→ **GIVEN REQUEST**
Output the lines in the entries below, word for word, starting at the line containing "Reviewer note: confirm that each instance of the black leggings" and ending at the line containing "[(26, 358)]", with both of those lines included.

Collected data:
+++++
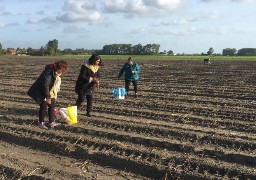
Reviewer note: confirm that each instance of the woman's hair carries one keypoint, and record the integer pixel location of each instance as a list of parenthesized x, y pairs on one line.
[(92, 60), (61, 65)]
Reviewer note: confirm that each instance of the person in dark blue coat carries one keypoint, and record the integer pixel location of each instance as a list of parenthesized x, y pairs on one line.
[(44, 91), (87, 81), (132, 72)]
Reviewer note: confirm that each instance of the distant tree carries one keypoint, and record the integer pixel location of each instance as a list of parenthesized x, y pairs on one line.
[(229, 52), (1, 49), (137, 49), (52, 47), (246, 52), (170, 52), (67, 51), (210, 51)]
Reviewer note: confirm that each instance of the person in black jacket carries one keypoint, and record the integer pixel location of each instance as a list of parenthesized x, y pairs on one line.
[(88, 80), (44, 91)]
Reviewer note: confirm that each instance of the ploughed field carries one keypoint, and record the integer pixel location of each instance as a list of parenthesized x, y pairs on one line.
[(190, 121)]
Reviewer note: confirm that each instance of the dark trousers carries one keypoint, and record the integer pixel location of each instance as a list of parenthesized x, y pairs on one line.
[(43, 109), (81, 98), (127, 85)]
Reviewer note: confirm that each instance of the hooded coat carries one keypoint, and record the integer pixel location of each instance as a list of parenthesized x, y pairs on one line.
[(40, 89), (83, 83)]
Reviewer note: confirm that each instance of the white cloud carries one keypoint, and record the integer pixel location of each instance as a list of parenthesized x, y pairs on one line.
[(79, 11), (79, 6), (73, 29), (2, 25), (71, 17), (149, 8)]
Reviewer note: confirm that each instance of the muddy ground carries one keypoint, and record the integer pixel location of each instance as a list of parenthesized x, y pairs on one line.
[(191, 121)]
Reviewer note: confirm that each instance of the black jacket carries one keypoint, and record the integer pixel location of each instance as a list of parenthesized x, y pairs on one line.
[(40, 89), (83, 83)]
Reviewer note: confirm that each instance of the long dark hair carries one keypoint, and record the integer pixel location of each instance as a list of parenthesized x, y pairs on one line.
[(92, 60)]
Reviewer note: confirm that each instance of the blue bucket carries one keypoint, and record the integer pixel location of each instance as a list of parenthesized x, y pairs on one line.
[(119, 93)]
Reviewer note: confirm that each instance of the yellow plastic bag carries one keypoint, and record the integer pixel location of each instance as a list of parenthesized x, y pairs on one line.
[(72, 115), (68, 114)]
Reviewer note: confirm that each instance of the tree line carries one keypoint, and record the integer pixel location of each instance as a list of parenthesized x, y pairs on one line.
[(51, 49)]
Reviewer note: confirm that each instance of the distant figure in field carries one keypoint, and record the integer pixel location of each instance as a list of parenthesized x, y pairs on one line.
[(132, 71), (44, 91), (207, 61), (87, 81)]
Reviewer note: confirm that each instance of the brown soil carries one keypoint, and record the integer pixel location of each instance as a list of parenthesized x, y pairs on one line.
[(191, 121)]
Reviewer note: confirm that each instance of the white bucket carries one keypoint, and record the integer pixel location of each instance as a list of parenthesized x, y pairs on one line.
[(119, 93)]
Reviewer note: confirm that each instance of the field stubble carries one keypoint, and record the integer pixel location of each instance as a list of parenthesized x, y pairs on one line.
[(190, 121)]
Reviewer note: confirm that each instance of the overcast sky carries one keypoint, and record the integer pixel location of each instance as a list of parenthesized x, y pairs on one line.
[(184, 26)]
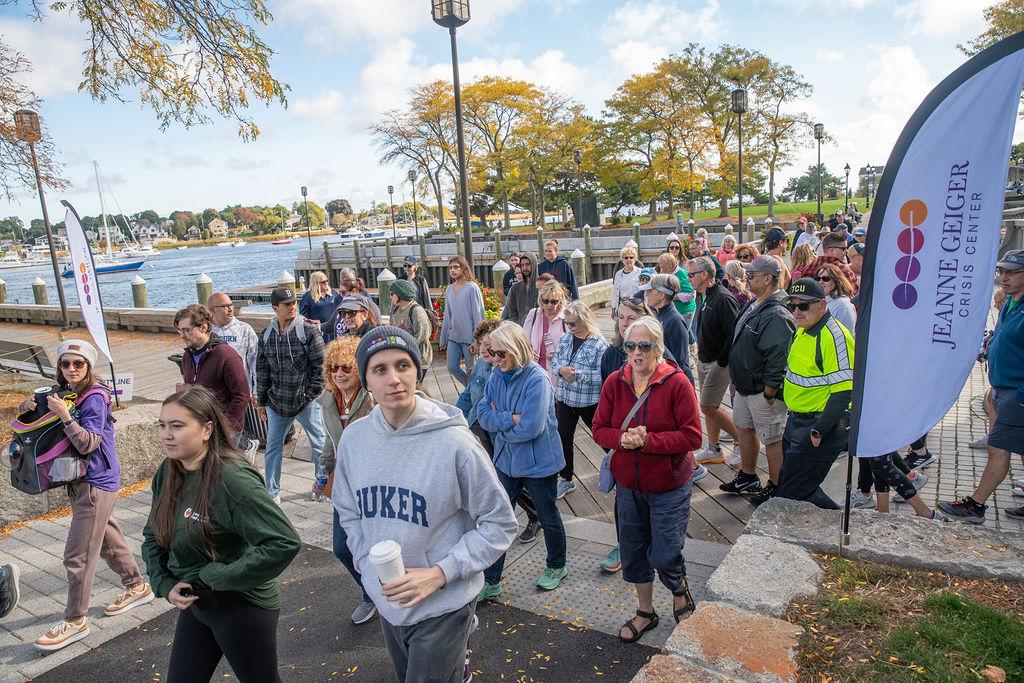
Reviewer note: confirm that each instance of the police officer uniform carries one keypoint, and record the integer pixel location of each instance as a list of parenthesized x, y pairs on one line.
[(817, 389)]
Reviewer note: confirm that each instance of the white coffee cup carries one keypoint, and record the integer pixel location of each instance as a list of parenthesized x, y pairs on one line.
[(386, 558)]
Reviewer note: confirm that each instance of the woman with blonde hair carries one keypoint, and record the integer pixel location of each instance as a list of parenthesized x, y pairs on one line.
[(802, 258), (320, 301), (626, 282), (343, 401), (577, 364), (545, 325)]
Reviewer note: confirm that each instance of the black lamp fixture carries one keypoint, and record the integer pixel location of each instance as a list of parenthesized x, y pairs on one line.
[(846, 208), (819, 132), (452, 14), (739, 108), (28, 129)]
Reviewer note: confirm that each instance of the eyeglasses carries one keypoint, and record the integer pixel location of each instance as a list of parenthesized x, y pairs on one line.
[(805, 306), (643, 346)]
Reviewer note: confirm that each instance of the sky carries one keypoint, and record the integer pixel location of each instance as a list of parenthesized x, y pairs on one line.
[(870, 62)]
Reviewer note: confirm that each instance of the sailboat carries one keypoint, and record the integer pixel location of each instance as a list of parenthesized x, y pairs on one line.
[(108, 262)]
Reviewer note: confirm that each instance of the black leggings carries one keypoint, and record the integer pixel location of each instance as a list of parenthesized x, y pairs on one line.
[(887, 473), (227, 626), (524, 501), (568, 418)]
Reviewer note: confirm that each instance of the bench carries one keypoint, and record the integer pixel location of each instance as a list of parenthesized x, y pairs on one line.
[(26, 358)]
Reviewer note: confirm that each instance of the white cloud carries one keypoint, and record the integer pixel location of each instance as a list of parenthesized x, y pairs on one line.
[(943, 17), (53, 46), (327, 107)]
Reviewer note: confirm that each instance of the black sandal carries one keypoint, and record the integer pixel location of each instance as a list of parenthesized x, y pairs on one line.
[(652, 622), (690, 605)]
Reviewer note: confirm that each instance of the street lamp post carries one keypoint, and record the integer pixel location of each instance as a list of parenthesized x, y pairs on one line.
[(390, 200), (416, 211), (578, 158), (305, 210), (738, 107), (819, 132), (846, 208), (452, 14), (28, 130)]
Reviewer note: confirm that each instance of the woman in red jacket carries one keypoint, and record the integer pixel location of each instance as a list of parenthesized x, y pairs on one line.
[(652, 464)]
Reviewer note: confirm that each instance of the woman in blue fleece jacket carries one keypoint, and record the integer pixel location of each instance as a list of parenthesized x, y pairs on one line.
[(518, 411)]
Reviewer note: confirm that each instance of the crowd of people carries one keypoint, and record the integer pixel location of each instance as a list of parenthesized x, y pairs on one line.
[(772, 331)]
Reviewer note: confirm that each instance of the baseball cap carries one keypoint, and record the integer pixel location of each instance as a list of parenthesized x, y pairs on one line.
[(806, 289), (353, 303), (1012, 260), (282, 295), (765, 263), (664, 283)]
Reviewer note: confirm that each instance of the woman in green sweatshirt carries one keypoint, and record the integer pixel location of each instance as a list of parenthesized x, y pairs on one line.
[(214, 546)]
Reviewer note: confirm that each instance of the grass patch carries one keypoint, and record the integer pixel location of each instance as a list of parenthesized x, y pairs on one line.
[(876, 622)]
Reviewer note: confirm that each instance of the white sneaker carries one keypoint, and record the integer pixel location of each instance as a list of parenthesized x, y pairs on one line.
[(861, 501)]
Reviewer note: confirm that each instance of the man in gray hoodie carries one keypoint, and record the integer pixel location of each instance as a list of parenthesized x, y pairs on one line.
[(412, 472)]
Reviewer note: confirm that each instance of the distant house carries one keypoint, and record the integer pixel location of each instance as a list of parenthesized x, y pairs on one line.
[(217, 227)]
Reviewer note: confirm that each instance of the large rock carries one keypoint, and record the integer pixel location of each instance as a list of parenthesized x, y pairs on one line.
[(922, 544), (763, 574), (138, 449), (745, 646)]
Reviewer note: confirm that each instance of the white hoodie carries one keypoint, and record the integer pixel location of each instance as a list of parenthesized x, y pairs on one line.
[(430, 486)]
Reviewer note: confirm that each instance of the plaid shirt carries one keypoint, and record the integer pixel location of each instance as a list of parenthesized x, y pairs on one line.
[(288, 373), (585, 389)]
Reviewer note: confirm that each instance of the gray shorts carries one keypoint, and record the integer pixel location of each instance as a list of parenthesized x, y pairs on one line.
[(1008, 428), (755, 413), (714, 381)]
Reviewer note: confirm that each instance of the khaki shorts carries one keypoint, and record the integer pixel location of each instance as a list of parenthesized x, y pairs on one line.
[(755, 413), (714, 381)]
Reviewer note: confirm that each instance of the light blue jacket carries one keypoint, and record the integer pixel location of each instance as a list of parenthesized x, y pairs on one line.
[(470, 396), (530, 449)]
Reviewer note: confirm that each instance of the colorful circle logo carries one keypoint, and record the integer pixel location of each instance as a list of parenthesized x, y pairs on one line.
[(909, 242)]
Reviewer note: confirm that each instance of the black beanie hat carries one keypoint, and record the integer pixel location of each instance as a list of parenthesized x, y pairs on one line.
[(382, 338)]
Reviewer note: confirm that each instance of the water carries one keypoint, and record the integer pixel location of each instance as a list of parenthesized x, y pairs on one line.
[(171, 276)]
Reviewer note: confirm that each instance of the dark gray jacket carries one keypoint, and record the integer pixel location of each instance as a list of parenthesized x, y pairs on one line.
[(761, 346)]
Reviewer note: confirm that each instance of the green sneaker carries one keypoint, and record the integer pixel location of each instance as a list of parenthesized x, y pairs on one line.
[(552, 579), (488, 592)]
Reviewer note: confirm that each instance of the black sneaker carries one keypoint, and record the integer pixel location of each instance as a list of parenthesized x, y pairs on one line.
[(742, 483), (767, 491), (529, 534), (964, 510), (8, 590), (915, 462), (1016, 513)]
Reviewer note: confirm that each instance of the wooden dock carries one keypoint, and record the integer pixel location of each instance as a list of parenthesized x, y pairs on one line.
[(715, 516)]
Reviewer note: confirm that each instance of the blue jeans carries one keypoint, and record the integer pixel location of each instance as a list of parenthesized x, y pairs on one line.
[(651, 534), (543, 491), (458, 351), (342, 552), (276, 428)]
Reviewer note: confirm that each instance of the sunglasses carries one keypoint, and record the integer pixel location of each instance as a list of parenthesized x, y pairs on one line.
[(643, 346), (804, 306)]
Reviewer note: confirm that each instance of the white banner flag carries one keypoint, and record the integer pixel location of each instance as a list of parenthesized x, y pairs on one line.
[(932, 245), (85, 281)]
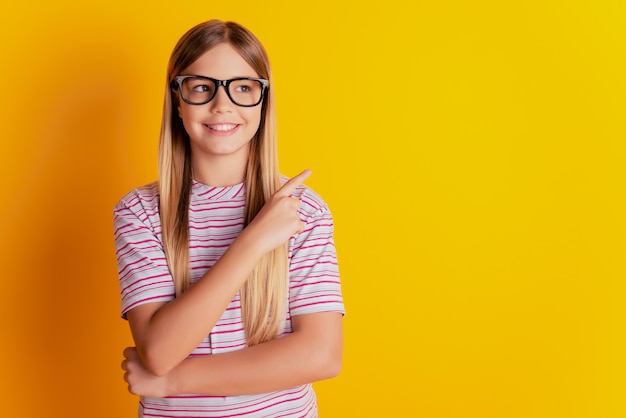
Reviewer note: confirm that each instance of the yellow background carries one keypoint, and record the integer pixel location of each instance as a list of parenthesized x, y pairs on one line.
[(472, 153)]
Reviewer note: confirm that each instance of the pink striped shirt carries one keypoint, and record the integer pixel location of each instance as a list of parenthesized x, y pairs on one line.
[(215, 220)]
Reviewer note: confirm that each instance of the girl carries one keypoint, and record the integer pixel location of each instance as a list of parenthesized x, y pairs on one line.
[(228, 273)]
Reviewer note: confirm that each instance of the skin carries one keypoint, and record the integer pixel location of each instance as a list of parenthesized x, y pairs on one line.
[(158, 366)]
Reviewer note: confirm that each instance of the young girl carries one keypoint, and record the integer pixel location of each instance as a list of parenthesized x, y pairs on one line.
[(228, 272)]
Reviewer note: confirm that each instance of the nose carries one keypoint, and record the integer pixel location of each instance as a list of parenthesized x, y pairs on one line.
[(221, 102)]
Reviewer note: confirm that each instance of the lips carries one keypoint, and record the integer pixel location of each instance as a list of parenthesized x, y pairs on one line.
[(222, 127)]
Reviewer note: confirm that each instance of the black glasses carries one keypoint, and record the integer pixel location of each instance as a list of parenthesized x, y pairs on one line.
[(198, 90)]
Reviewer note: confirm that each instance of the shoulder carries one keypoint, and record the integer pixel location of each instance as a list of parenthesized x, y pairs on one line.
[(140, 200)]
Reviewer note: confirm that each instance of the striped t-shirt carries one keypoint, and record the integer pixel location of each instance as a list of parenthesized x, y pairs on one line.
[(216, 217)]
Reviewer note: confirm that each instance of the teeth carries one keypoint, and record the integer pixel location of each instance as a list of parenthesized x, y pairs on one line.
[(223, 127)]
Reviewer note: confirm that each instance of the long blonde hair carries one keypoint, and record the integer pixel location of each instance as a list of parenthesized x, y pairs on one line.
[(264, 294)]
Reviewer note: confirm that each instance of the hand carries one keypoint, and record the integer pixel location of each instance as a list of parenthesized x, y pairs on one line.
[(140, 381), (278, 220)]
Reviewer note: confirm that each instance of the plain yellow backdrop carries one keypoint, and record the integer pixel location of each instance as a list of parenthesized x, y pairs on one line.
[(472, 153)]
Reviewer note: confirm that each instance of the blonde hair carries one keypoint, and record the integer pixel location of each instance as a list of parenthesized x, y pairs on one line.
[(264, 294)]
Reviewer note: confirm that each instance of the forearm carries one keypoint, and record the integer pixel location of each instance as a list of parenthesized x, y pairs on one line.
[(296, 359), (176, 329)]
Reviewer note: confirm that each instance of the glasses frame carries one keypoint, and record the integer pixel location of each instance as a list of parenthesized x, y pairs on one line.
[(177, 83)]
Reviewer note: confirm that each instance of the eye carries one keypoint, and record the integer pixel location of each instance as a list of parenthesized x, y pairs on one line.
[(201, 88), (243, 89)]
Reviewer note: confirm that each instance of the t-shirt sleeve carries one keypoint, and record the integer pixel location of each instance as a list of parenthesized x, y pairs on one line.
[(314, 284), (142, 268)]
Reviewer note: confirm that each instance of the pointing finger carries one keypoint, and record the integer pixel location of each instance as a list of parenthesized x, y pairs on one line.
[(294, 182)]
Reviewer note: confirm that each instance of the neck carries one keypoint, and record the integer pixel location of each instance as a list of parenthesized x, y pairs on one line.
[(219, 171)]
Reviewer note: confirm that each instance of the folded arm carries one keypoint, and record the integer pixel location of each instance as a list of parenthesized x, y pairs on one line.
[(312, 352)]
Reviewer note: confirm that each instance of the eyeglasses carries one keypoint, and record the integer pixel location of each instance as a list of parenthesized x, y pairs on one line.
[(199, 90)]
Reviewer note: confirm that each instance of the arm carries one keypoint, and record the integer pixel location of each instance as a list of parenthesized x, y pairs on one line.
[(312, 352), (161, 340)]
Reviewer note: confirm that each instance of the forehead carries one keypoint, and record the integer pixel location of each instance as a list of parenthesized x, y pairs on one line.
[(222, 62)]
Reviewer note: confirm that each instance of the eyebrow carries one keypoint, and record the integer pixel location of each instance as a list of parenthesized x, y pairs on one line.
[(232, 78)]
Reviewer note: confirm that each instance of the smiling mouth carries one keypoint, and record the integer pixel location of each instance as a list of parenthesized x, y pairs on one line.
+++++
→ **EXERCISE OUTPUT**
Reviewer note: confirm that each instance of the black leggings carries one keypoint, and record the integer pixel location of each instance as a list of parenthesized x, y pairs on one line.
[(887, 473), (227, 626), (524, 501), (568, 418)]
Reviewer note: confirm that each instance of the bench carries one keypoint, and record the integer pixel location of each instance as a list of parenthesized x, y pairs on one line.
[(26, 358)]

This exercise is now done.